> **What to do**
Recast every line of the listing below as a numbered list, leaving out blank lines and any pictures.
** begin Available data **
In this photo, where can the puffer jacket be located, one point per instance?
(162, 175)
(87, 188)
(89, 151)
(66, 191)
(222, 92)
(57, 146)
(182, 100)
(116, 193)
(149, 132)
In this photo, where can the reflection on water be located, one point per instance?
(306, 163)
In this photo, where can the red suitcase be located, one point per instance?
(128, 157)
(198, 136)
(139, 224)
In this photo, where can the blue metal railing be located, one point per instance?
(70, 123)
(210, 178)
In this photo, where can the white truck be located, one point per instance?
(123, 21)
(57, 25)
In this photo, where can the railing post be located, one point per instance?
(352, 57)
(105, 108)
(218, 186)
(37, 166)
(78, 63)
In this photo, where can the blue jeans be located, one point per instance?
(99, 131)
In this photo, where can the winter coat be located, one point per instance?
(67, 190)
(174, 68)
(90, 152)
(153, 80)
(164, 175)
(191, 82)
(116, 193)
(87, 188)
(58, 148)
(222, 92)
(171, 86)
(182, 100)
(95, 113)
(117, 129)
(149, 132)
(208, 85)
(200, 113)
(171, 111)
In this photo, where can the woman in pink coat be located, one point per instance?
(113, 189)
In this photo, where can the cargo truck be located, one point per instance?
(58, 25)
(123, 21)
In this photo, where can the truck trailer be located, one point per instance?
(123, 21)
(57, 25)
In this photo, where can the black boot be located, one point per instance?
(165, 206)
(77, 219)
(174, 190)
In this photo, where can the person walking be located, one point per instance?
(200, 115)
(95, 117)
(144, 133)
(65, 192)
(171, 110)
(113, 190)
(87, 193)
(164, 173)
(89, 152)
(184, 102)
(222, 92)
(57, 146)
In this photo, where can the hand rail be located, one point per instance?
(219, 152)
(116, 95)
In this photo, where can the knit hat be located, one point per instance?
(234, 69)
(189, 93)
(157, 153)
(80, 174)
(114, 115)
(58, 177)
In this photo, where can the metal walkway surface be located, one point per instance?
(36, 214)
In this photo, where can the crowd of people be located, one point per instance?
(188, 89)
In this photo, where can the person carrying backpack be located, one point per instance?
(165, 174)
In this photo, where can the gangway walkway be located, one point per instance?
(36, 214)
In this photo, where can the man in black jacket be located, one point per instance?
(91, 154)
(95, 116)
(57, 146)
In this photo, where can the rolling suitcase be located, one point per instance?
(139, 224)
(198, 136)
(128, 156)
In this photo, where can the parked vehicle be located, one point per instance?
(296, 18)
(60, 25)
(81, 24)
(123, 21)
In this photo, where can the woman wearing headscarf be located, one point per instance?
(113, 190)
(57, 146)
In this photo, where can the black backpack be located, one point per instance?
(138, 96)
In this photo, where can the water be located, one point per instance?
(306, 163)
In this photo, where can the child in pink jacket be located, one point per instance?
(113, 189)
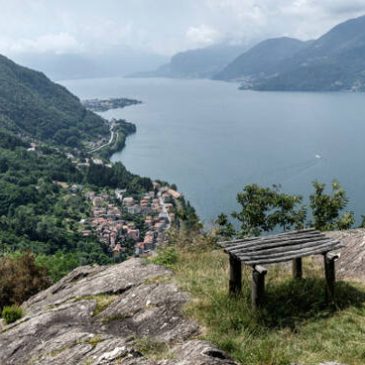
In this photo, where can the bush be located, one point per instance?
** end Available data **
> **Final result**
1. In this photo, where can the puffer jacket be located, one point per instance?
2. (162, 175)
3. (87, 188)
4. (89, 151)
5. (66, 191)
6. (222, 92)
7. (57, 146)
8. (182, 100)
9. (116, 193)
10. (149, 132)
11. In this photo, where can the reflection on water be located, one point per instance?
12. (306, 163)
13. In this photo, where can the red suitcase be located, one point per instance?
14. (128, 157)
15. (198, 136)
16. (139, 224)
17. In this photo, where can the blue metal railing be located, one point per instance?
18. (70, 123)
19. (210, 178)
20. In this photo, where can the white truck be located, one point per instance?
21. (123, 21)
22. (57, 25)
23. In this photo, where can the railing post be located, one point per instance?
24. (352, 57)
25. (105, 108)
26. (218, 186)
27. (37, 166)
28. (78, 63)
29. In this photo, where can the blue jeans be located, one point per instance?
30. (99, 131)
31. In this photo, where can the winter coat be located, one point per instance?
32. (67, 190)
33. (174, 68)
34. (90, 152)
35. (153, 80)
36. (164, 175)
37. (191, 82)
38. (116, 193)
39. (87, 188)
40. (58, 148)
41. (222, 92)
42. (171, 86)
43. (182, 100)
44. (95, 113)
45. (117, 129)
46. (149, 132)
47. (208, 85)
48. (200, 113)
49. (171, 111)
50. In this photo, where can the woman in pink coat be located, one point per instance?
51. (113, 189)
52. In this photo, where can the cargo truck be located, one point per instance?
53. (58, 25)
54. (123, 21)
55. In this photo, where can the truck trailer be located, one point per instance?
56. (123, 21)
57. (57, 25)
58. In this photo, where can the black boot be located, one point per instance?
59. (165, 206)
60. (77, 219)
61. (174, 190)
62. In this photo, where can the person walking be located, one point per instance?
63. (200, 115)
64. (95, 117)
65. (144, 133)
66. (65, 192)
67. (171, 110)
68. (113, 190)
69. (87, 193)
70. (164, 173)
71. (89, 152)
72. (184, 102)
73. (222, 92)
74. (57, 146)
75. In this photo, where can the hand rail be located, one point per instance?
76. (219, 152)
77. (116, 95)
78. In this photo, where can the knit hat be located, one point per instance?
79. (234, 69)
80. (189, 93)
81. (157, 153)
82. (80, 174)
83. (114, 115)
84. (58, 177)
85. In this photo, where can the metal walkway surface be located, one point per instance?
86. (36, 214)
87. In this photo, where can the crowd of people be located, one point per instance?
88. (188, 89)
89. In this photo, where can the person carrying backpack be located, one point per instance?
90. (165, 174)
91. In this photo, where can the gangway walkway be located, one point per instance?
92. (36, 214)
93. In this photo, where can the man in black jacket be located, one point per instance?
94. (91, 154)
95. (95, 116)
96. (57, 146)
97. In this photo, where can the rolling suitcase be located, one point per instance?
98. (139, 224)
99. (198, 136)
100. (128, 156)
101. In this photo, where can the parked vehicle be located, one point per instance?
102. (296, 18)
103. (60, 25)
104. (81, 24)
105. (123, 21)
106. In this photo, where can the woman wearing headscarf be located, one point per instance?
107. (113, 190)
108. (57, 146)
109. In this photo, where can the black backpack be located, one point per instance?
110. (138, 96)
111. In this photo, where can the water be located, one point per instance?
112. (306, 163)
113. In this photo, where can the child in pink jacket be located, one point per instance?
114. (113, 189)
115. In this photo, where can the bush be located, one point per instance?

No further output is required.